Data to use below:

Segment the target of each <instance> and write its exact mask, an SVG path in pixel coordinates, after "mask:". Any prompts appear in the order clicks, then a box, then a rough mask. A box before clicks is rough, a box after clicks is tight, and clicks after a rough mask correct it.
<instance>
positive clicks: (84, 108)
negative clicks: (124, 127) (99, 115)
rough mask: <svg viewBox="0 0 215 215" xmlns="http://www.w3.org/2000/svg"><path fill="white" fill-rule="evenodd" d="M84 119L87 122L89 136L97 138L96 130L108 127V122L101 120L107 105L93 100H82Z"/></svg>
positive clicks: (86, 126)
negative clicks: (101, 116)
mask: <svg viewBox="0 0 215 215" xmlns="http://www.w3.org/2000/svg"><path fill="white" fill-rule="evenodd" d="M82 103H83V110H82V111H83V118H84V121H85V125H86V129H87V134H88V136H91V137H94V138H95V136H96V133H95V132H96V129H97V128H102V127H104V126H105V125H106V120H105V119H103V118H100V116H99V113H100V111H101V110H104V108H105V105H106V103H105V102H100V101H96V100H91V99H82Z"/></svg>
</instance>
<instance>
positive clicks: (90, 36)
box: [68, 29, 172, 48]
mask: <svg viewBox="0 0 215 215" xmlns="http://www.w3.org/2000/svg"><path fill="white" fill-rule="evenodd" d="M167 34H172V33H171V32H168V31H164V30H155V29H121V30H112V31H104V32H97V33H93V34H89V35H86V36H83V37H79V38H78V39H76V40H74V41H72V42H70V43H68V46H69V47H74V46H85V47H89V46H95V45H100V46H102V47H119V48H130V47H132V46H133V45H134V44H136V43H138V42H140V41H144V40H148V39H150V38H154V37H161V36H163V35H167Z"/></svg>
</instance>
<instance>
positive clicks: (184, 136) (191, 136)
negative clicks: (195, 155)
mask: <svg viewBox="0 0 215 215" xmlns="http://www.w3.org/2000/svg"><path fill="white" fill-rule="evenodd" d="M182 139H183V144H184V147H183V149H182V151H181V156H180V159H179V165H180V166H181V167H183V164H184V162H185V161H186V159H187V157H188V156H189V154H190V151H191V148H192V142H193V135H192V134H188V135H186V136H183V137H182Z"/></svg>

End of Data to use.

__How to complete this task__
Repeat all of the data shown above, exactly as it appears.

__Response to this task__
Segment the target of each <instance> and write its exact mask, an SVG path in pixel coordinates, after "mask:". Any prompts appear in the order clicks, then a box, then a rough mask. A box before clicks is rough, a box after clicks is tight, and clicks after a rough mask correct it.
<instance>
positive clicks: (84, 108)
negative clicks: (124, 127) (99, 115)
rough mask: <svg viewBox="0 0 215 215" xmlns="http://www.w3.org/2000/svg"><path fill="white" fill-rule="evenodd" d="M84 119L87 122L89 136L97 138L96 130L108 127V122L101 120L107 105L93 100H82Z"/></svg>
positive clicks: (86, 126)
negative clicks: (101, 116)
mask: <svg viewBox="0 0 215 215" xmlns="http://www.w3.org/2000/svg"><path fill="white" fill-rule="evenodd" d="M82 103H83V110H82V111H83V118H84V121H85V125H86V129H87V134H88V136H91V137H94V138H95V136H96V133H95V132H96V129H97V128H102V127H104V126H105V125H106V120H105V119H103V118H100V116H99V113H100V111H101V110H104V108H105V105H106V103H105V102H100V101H96V100H91V99H82Z"/></svg>
</instance>
<instance>
positive clicks: (90, 36)
box: [68, 29, 172, 48]
mask: <svg viewBox="0 0 215 215" xmlns="http://www.w3.org/2000/svg"><path fill="white" fill-rule="evenodd" d="M167 34H172V33H171V32H168V31H164V30H155V29H121V30H112V31H104V32H97V33H93V34H89V35H86V36H83V37H79V38H78V39H76V40H74V41H72V42H70V43H68V46H69V47H74V46H85V47H89V46H95V45H100V46H102V47H119V48H130V47H132V46H133V45H134V44H136V43H138V42H140V41H144V40H148V39H150V38H154V37H161V36H163V35H167Z"/></svg>
</instance>
<instance>
positive clicks: (184, 136) (191, 136)
negative clicks: (195, 155)
mask: <svg viewBox="0 0 215 215" xmlns="http://www.w3.org/2000/svg"><path fill="white" fill-rule="evenodd" d="M182 139H183V144H184V147H183V149H182V151H181V156H180V159H179V165H180V166H181V167H183V164H184V162H185V161H186V159H187V157H188V156H189V154H190V151H191V148H192V142H193V135H192V134H188V135H186V136H183V137H182Z"/></svg>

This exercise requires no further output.